### WHAT YOU SHOULD DO
A line below contains "target=colorful abstract artwork", and a later one contains "target=ceiling air vent". Repeat both, with every line between them, exactly.

### PROVIDED MATERIAL

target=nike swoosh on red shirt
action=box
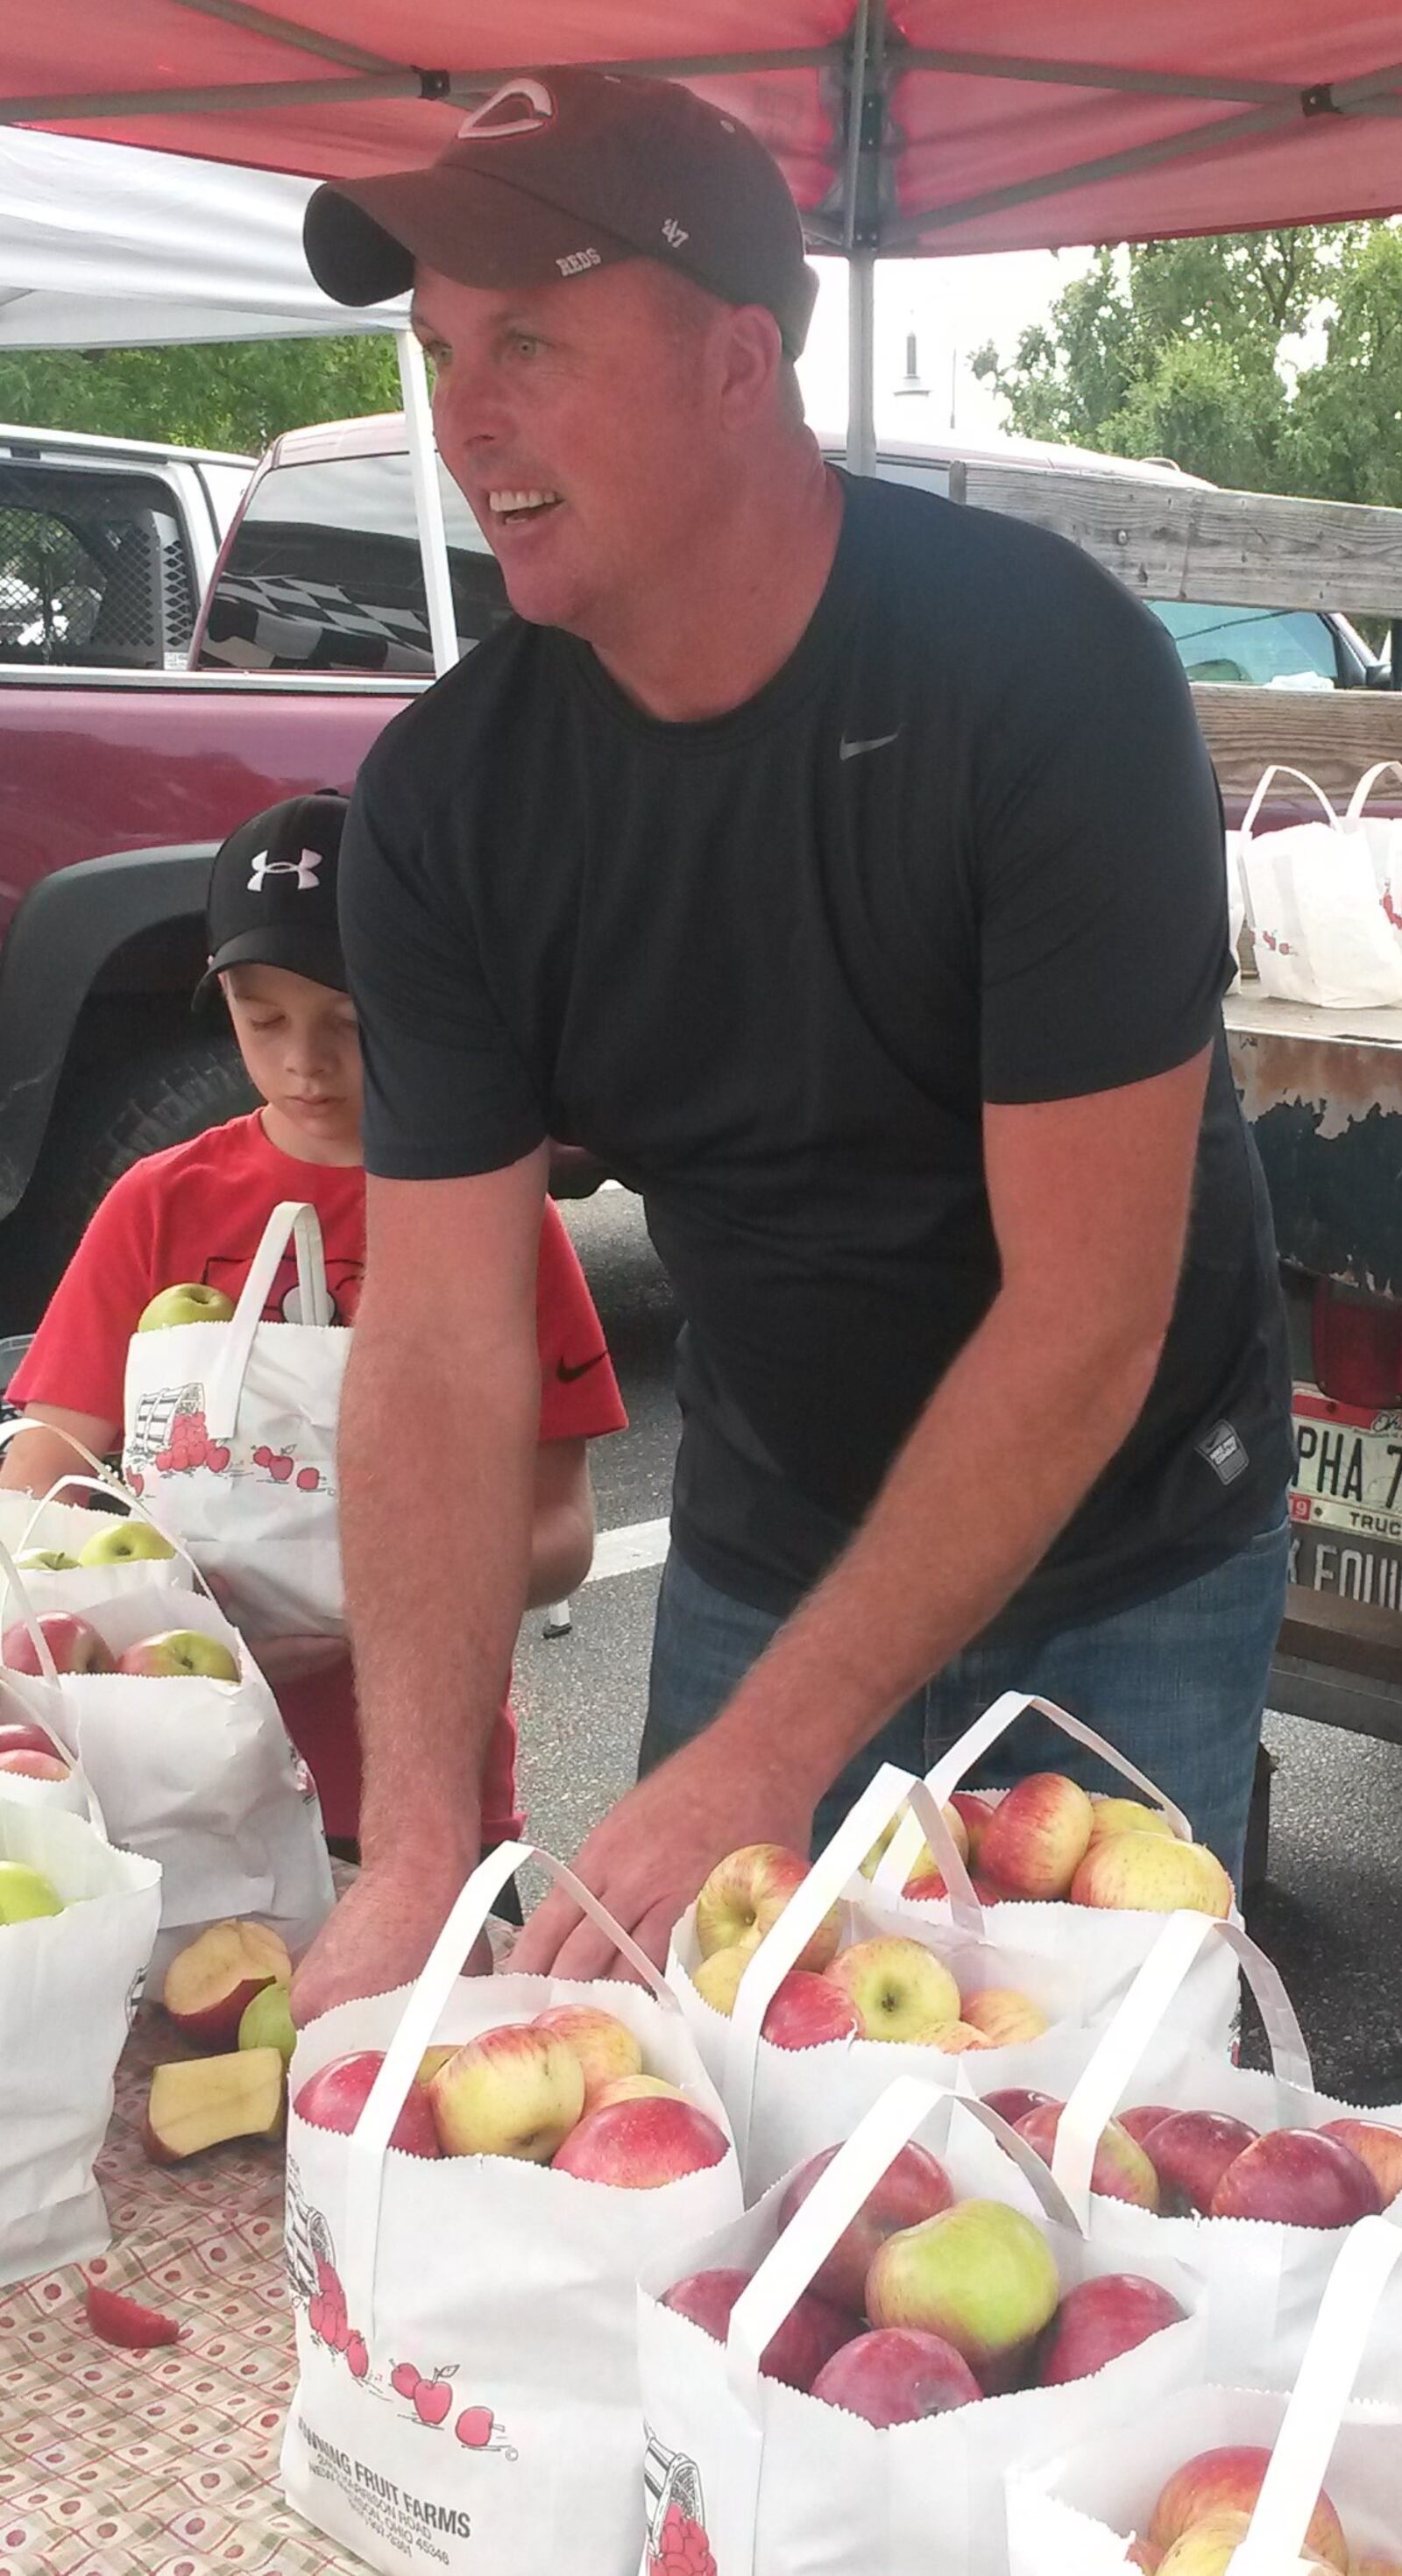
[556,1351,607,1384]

--

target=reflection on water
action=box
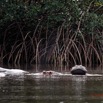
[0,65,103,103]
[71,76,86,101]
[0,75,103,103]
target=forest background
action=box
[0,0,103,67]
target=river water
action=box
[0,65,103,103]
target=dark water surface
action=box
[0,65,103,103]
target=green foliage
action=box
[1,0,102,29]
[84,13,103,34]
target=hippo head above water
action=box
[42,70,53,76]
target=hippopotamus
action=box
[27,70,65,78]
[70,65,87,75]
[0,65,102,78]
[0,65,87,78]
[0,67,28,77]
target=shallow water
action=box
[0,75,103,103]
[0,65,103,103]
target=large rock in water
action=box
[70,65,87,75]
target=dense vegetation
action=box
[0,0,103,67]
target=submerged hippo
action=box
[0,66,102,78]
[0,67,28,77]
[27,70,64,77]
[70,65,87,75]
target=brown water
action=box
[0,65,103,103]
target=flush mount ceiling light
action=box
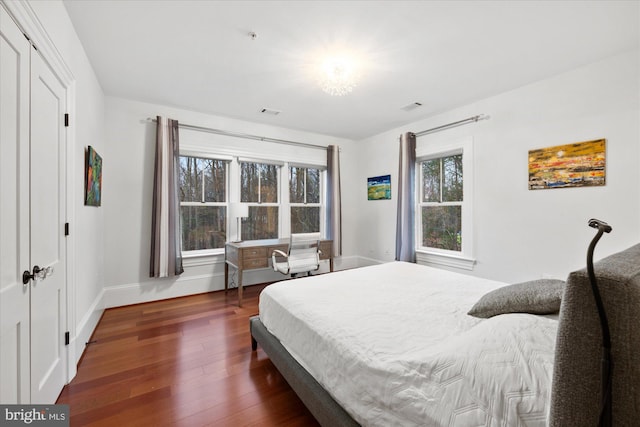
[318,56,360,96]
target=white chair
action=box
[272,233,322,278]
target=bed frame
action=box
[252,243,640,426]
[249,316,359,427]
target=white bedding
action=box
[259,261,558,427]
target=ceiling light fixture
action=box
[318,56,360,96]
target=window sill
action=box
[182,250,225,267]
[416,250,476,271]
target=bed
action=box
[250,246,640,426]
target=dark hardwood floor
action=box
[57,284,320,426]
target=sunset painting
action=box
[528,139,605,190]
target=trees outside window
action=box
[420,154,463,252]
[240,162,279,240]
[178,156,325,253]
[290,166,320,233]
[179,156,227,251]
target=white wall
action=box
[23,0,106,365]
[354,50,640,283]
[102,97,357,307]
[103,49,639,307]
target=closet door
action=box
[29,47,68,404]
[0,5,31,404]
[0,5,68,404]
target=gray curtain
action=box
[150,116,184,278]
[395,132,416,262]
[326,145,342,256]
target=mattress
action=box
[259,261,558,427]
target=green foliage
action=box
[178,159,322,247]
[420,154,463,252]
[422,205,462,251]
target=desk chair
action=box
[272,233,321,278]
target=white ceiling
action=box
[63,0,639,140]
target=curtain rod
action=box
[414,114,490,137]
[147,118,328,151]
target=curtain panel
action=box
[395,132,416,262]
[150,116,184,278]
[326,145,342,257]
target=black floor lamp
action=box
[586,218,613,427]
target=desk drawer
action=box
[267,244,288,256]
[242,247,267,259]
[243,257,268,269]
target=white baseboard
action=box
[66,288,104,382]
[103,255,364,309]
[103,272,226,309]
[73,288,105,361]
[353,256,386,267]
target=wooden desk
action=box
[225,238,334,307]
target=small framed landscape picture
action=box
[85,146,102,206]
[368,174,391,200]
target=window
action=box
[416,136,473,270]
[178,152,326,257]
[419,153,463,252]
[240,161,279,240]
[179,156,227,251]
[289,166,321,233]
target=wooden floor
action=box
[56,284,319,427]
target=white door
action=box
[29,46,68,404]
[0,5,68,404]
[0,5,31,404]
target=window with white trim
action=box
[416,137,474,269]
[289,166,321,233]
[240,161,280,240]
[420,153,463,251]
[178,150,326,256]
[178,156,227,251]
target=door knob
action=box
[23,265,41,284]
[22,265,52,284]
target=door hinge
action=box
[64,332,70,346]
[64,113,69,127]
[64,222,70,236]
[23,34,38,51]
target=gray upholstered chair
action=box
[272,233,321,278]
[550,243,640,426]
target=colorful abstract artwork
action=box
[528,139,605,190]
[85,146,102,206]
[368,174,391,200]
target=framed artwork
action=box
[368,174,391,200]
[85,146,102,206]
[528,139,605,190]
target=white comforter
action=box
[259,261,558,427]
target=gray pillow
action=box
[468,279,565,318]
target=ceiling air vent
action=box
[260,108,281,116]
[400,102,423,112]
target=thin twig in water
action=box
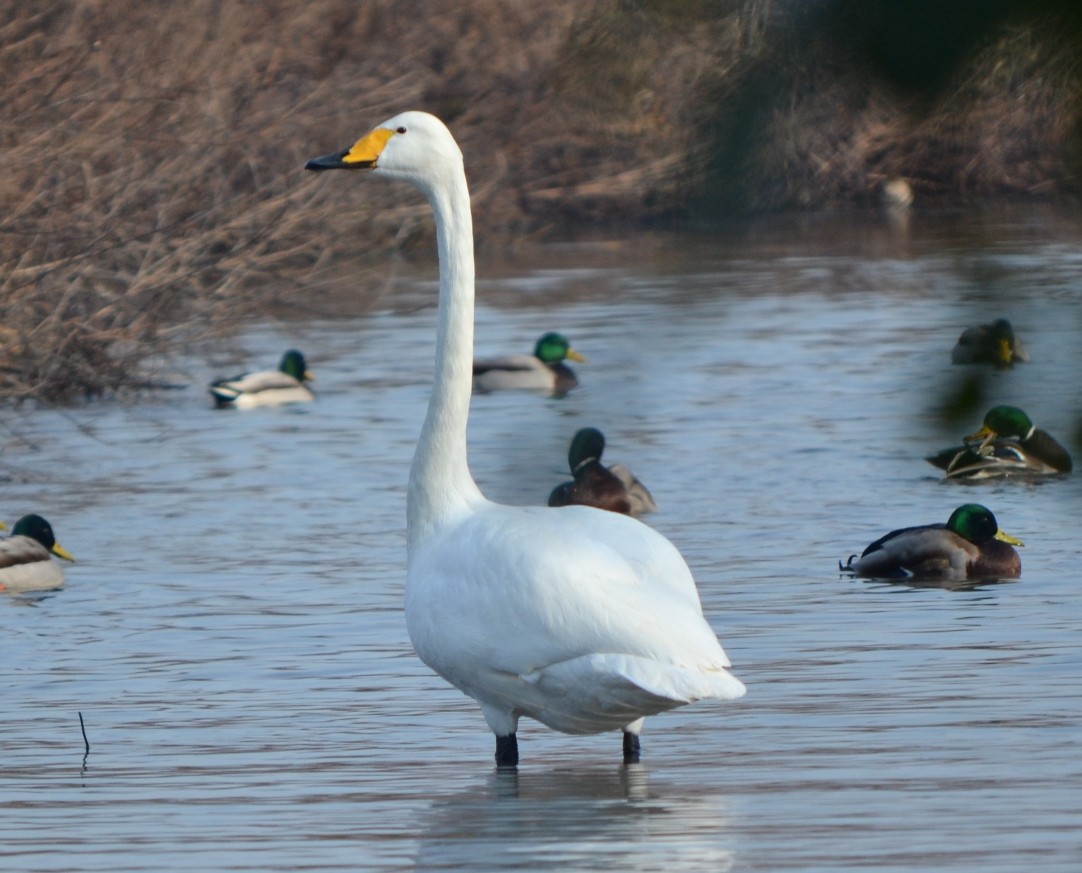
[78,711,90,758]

...

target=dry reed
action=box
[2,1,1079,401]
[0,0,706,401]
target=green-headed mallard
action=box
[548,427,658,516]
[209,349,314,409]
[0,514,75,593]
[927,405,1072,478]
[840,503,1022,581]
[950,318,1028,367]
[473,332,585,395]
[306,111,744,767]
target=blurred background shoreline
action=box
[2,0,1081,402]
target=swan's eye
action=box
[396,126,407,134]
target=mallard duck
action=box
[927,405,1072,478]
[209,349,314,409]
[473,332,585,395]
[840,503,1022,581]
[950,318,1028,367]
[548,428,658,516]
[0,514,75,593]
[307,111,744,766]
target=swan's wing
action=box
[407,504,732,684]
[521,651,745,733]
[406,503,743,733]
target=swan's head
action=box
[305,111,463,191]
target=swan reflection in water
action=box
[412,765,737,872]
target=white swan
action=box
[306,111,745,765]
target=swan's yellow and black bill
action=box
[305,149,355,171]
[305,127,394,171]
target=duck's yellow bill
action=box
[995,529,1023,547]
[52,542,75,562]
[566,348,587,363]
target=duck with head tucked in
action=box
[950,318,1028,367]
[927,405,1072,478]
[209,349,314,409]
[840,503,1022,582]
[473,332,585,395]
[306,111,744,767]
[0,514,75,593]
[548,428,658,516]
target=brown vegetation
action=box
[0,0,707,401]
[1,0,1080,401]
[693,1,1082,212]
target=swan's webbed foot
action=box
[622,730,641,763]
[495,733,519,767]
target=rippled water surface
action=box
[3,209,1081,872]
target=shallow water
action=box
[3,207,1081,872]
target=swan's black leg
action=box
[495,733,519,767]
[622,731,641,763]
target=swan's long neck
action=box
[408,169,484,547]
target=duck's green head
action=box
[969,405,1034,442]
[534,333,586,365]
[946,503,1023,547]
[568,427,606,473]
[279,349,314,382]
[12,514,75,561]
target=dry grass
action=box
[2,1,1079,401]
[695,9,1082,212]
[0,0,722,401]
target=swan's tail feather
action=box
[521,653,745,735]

### WRITTEN RESPONSE
target=colorful abstract artwork
action=box
[528,139,605,190]
[85,146,102,206]
[368,174,391,200]
target=framed artwork
action=box
[368,174,391,200]
[85,146,102,206]
[528,139,605,190]
target=white comforter
action=box
[259,261,558,427]
target=gray pillow
action=box
[468,279,565,318]
target=ceiling air vent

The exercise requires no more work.